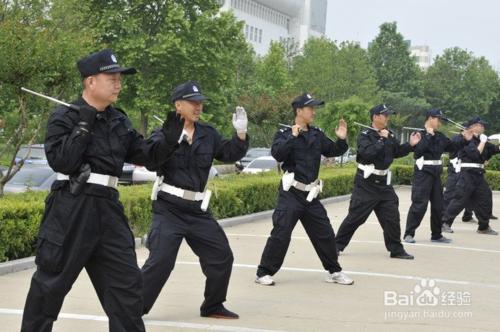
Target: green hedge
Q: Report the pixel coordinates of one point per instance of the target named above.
(233, 195)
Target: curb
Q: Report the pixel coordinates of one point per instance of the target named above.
(22, 264)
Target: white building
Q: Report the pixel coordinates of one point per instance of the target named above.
(266, 21)
(423, 56)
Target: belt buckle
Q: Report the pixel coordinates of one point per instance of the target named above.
(189, 195)
(112, 181)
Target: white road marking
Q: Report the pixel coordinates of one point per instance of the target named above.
(370, 274)
(442, 246)
(147, 322)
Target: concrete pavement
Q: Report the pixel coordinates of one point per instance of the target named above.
(452, 287)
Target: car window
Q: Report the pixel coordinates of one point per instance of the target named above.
(262, 163)
(35, 153)
(32, 177)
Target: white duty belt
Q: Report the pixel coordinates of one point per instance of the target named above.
(95, 178)
(420, 162)
(455, 163)
(458, 165)
(189, 195)
(370, 169)
(314, 188)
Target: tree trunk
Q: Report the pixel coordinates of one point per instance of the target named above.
(144, 124)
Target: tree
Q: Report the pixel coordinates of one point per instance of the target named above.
(38, 54)
(313, 71)
(353, 109)
(461, 84)
(410, 110)
(395, 69)
(352, 74)
(268, 96)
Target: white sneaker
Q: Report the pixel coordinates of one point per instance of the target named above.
(339, 278)
(266, 280)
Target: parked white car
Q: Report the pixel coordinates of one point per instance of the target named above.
(261, 164)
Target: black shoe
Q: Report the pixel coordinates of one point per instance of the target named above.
(221, 312)
(442, 239)
(402, 255)
(488, 231)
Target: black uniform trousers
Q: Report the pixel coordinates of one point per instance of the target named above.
(426, 187)
(176, 219)
(372, 194)
(86, 231)
(449, 192)
(292, 207)
(471, 188)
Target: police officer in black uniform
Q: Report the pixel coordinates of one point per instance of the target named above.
(427, 184)
(300, 148)
(377, 148)
(84, 225)
(471, 185)
(450, 186)
(180, 210)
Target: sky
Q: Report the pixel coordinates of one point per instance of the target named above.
(470, 24)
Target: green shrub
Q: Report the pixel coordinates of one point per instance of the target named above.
(233, 195)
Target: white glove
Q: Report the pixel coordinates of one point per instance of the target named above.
(240, 120)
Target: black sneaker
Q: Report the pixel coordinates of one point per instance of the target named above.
(402, 255)
(487, 231)
(442, 239)
(221, 312)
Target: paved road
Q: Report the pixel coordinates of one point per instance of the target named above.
(461, 279)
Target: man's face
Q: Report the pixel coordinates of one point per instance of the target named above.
(477, 129)
(381, 120)
(190, 110)
(307, 113)
(105, 87)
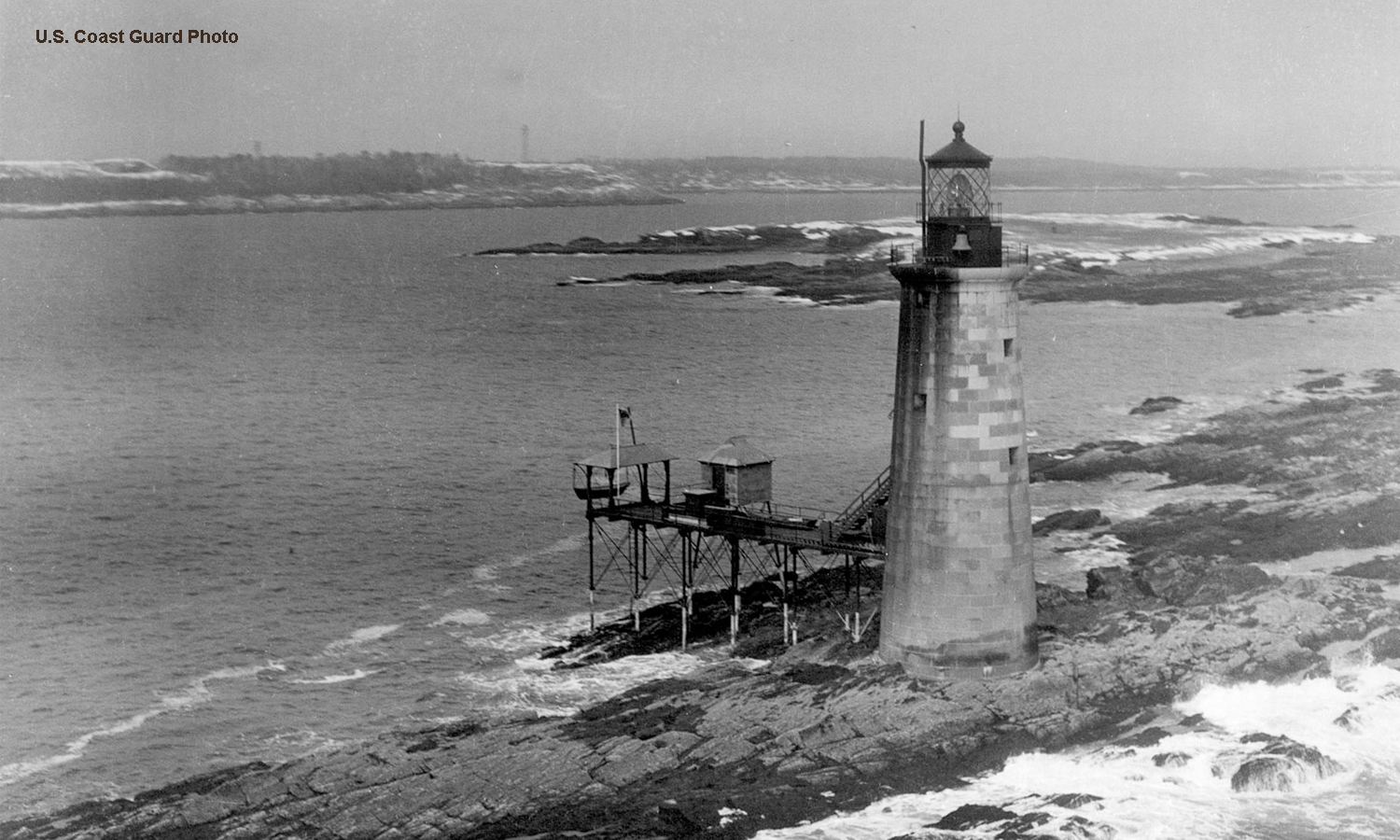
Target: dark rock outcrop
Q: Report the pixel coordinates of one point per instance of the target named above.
(1071, 520)
(1282, 764)
(1378, 568)
(1155, 405)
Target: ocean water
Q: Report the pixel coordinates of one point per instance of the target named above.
(271, 483)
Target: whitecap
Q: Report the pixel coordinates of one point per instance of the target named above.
(333, 678)
(361, 636)
(464, 616)
(195, 693)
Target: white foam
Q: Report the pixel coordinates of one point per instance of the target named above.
(333, 678)
(464, 616)
(361, 636)
(534, 685)
(195, 693)
(1140, 798)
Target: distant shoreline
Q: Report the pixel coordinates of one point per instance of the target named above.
(234, 204)
(445, 201)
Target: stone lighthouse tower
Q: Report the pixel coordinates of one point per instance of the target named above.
(959, 580)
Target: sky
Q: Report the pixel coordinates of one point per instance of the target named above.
(1172, 83)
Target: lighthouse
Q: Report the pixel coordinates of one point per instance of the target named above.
(959, 579)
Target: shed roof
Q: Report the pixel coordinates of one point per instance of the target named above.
(959, 153)
(736, 451)
(633, 455)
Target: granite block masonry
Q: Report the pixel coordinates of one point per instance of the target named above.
(959, 580)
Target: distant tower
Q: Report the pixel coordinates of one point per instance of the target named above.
(959, 580)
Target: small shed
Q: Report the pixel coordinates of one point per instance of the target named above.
(738, 472)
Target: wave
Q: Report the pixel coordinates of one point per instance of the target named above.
(464, 616)
(195, 693)
(532, 683)
(490, 571)
(333, 678)
(361, 636)
(1179, 776)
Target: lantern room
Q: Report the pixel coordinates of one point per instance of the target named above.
(958, 216)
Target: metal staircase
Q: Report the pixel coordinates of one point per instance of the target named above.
(859, 512)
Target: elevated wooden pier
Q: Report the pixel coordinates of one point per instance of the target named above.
(725, 534)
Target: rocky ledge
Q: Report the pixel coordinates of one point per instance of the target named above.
(1295, 277)
(775, 735)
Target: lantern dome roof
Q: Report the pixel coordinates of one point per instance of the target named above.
(959, 153)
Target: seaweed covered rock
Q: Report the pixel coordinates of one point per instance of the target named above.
(1282, 764)
(1155, 405)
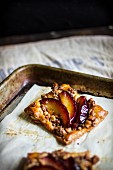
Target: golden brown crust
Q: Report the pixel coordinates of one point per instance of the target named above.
(60, 160)
(65, 135)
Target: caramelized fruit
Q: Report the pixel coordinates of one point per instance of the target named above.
(54, 106)
(69, 102)
(82, 110)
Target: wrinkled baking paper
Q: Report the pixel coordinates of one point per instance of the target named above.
(19, 135)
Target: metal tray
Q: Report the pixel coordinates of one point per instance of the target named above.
(14, 87)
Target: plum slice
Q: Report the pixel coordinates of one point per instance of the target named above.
(69, 102)
(54, 106)
(82, 110)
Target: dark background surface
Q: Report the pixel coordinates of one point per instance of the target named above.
(25, 17)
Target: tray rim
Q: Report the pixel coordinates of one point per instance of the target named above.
(52, 68)
(19, 86)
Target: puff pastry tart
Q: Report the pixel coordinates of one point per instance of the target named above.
(60, 160)
(65, 113)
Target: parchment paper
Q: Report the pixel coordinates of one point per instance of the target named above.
(19, 135)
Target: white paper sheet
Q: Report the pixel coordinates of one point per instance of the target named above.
(20, 136)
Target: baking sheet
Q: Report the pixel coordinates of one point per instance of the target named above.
(19, 135)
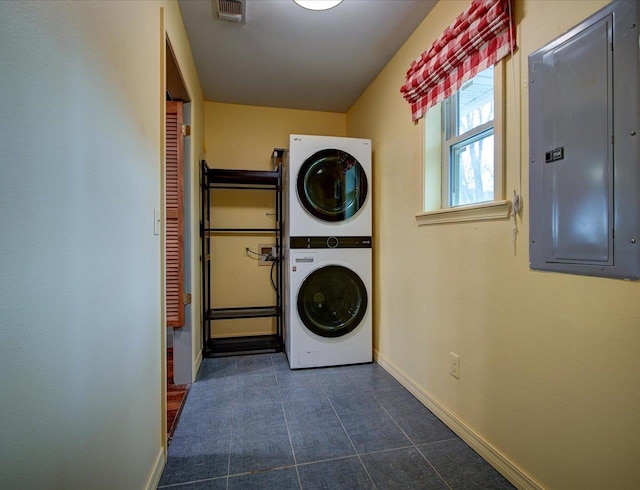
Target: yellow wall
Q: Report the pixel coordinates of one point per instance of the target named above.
(549, 362)
(243, 137)
(80, 288)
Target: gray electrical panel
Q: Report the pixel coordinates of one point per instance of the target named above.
(584, 179)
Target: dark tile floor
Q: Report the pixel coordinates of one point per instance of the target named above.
(251, 423)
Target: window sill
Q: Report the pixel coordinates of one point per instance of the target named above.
(474, 212)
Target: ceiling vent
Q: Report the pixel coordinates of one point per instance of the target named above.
(230, 10)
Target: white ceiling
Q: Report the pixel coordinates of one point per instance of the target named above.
(287, 56)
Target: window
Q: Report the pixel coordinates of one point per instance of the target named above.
(462, 153)
(467, 146)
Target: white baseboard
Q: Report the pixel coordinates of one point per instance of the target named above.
(196, 365)
(156, 471)
(495, 458)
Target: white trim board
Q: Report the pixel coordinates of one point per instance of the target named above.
(491, 455)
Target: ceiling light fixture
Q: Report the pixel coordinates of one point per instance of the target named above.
(318, 4)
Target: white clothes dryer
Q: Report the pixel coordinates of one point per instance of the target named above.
(328, 297)
(328, 190)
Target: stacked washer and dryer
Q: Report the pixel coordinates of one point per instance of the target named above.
(327, 253)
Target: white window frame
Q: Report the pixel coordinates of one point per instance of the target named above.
(435, 181)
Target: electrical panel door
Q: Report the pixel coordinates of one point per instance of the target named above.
(584, 220)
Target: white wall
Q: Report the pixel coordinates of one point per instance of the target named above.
(80, 283)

———

• PROBLEM DESCRIPTION
Copy out all the records above with "pixel coordinates" replaced by "image coordinates", changing nothing else. Leave the pictures out of the copy.

• RESULT FOR THIS TASK
Target: green hedge
Q: Report the image coordinates of one point per instance of the target named above.
(233, 195)
Target: curb
Q: Report the image coordinates of one point per instance of the target named above.
(22, 264)
Target: white building
Q: Report the image coordinates of one point per instance of the target named above.
(266, 21)
(423, 56)
Target: belt buckle
Q: Report the image coordinates of one point per instance of the target named above.
(189, 195)
(112, 181)
Target: white road marking
Q: Report the image coordinates of one point per instance of the target named above.
(370, 274)
(442, 246)
(147, 322)
Target: concrete pavement
Q: Report the image coordinates of one point per instance of the target named above.
(452, 287)
Target: car window
Q: Report the image coordinates of one point per instance of the target named above.
(262, 163)
(35, 153)
(32, 177)
Target: white duty belt
Q: Report the image coordinates of one point per instance of the target named above.
(95, 178)
(420, 162)
(455, 163)
(458, 165)
(189, 195)
(370, 169)
(314, 188)
Target: tree trunk
Q: Report the image coordinates of one point per instance of the target named above.
(144, 124)
Target: tree
Q: Report the image coordinates of one point per instance of the target named above.
(38, 54)
(313, 71)
(353, 109)
(461, 84)
(410, 110)
(395, 69)
(352, 74)
(268, 96)
Target: white sneaker
Q: Report the image coordinates of one point per instance of the target named above.
(339, 278)
(266, 280)
Target: parked white car
Q: Report the image coordinates of one point per instance of the target named above.
(261, 164)
Target: black shoe
Q: Report the image coordinates of one point per instance of the target named above.
(221, 312)
(442, 239)
(402, 255)
(488, 231)
Target: black uniform trousers
Q: Report the image coordinates of one point per instance of the target named above.
(426, 187)
(176, 219)
(372, 194)
(86, 231)
(449, 192)
(292, 207)
(471, 188)
Target: police officer in black uniform
Q: Report the image coordinates of one point per instance of the target named above.
(427, 184)
(300, 148)
(377, 148)
(84, 225)
(471, 185)
(450, 186)
(180, 210)
Target: sky
Q: Report the image coordinates of one point per instance of the target named above.
(470, 24)
Target: green shrub
Q: Report the image coordinates of one point per instance of the target named above.
(233, 195)
Target: white glove
Q: Report the image coordinates of one point per instance of the target named above.
(240, 120)
Target: black sneaker
Q: Report the image coordinates of one point per instance of the target named above.
(402, 255)
(487, 231)
(442, 239)
(221, 312)
Target: paved road
Q: Report the image coordinates of one point per instance of the target named above.
(461, 279)
Target: man's face
Q: Report the image coordinates of one point per instance of the target named above.
(477, 129)
(381, 120)
(190, 110)
(307, 113)
(105, 87)
Target: dark rock outcrop
Q: Report the image coordinates of one point per instance of the target named above.
(1071, 520)
(1282, 764)
(1378, 568)
(1155, 405)
Target: ocean water
Q: Report the image coordinates of one point per instance of the target named above.
(271, 483)
Target: whitecap
Q: Report the image coordinates of one point per instance of the target named above.
(333, 678)
(361, 636)
(464, 616)
(195, 693)
Target: white foam
Q: Report the image coordinates of one point per instance of the target named above.
(333, 678)
(464, 616)
(361, 636)
(534, 685)
(195, 693)
(1140, 798)
Target: distant shoreline
Q: Report the image coordinates of one point per instance of the target named above.
(234, 204)
(445, 201)
Target: stone lighthouse tower
Q: Report the image coordinates of one point per instance of the target named above.
(959, 580)
Target: sky
Q: Report the image coordinates of one point per instance of the target named above.
(1172, 83)
Target: lighthouse
Q: Report the image coordinates of one point per instance of the target named above.
(959, 579)
Target: shed roof
Q: Report the image coordinates of one point per instance of the target named above.
(959, 153)
(736, 451)
(633, 455)
Target: granite block masonry
Q: Report the image coordinates of one point per instance of the target named above.
(959, 580)
Target: distant tower
Q: Report the image coordinates of one point per instance of the target named above.
(959, 580)
Target: small shed
Q: Report the image coordinates of one point per instance of the target named above.
(738, 472)
Target: wave
Q: Report the image coordinates of one point per instance of the target named above.
(464, 616)
(195, 693)
(532, 683)
(490, 571)
(333, 678)
(361, 636)
(1179, 776)
Target: lantern room
Q: Report the image coordinates of one point per instance of the target named above.
(958, 216)
Target: metal staircase
Q: Report the image coordinates of one point per instance of the target named above.
(859, 512)
Target: elevated wooden pier
Q: Report the image coordinates of one point per instance of the target named above.
(725, 534)
Target: rocky ledge
Q: Report the image coordinates of one point per instance of the target named above.
(1295, 277)
(775, 735)
Target: lantern dome roof
Q: Report the image coordinates of one point per instance of the target named above.
(959, 153)
Target: seaweed covered rock
Q: Report the image coordinates of one point per instance of the target named above.
(1282, 764)
(1155, 405)
Target: golden brown crust
Q: Report the image coordinates of one point per instance of the target named above.
(60, 160)
(65, 135)
Target: caramelized fruit
Q: Report the image coordinates of one point per instance of the target named above.
(54, 106)
(69, 102)
(82, 110)
Target: wrinkled baking paper
Q: Report the image coordinates of one point per instance of the target named above.
(19, 135)
Target: metal tray
Q: Report the image coordinates of one point per instance of the target named above.
(14, 87)
Target: plum slice
Q: Report the image coordinates of one point per instance of the target named above.
(69, 102)
(54, 106)
(82, 110)
Target: dark background surface
Q: Report the image coordinates of one point per instance of the target named above.
(25, 17)
Target: tray rim
Q: Report the image coordinates of one point per instance of the target named above.
(52, 68)
(19, 86)
Target: puff pastry tart
Q: Report the image coordinates of one point per instance of the target named above.
(60, 160)
(65, 113)
Target: parchment paper
Q: Report the image coordinates of one point per instance of the target named above.
(19, 135)
Target: white paper sheet
Q: Report the image coordinates of one point per instance of the target named above.
(20, 136)
Target: baking sheet
Q: Report the image coordinates of one point per instance of the target named above.
(19, 135)
Target: yellow wall
Q: Report the image coordinates of one point per instance of the target named above.
(549, 362)
(243, 137)
(80, 288)
Target: gray electrical panel
Q: Report the image coordinates of one point per instance of the target named above.
(584, 179)
Target: dark tile floor
Q: Report the image coordinates of one point per instance of the target named above.
(251, 423)
Target: window sill
Q: Report the image coordinates of one point per instance of the target named above.
(474, 212)
Target: ceiling vent
Q: Report the image coordinates of one point per instance of the target named above.
(230, 10)
Target: white ceiling
Q: Report the image coordinates of one point per instance of the target named above.
(287, 56)
Target: window
Q: Report the image coordinates of one point per instance of the target named above.
(462, 153)
(467, 146)
Target: white baseboard
Q: Report the image coordinates of one point per instance of the target named above.
(196, 365)
(156, 471)
(495, 458)
Target: white trim board
Q: Report the image coordinates of one point per instance of the target named above.
(491, 455)
Target: ceiling light fixture
Q: Report the image coordinates of one point per instance of the target named above.
(318, 4)
Target: white clothes dryer
Q: Report the image coordinates of one point per instance of the target named above.
(328, 297)
(328, 190)
Target: stacked washer and dryer
Q: Report the image coordinates of one point per instance of the target named above.
(327, 253)
Target: white window frame
Q: Report the image coordinates of one point per instance of the target named above.
(435, 181)
Target: electrical panel door
Q: Report the image coordinates of one point per instance of the target named above.
(584, 220)
Target: white wall
Q: Report the image coordinates of one point per instance of the target named above.
(80, 283)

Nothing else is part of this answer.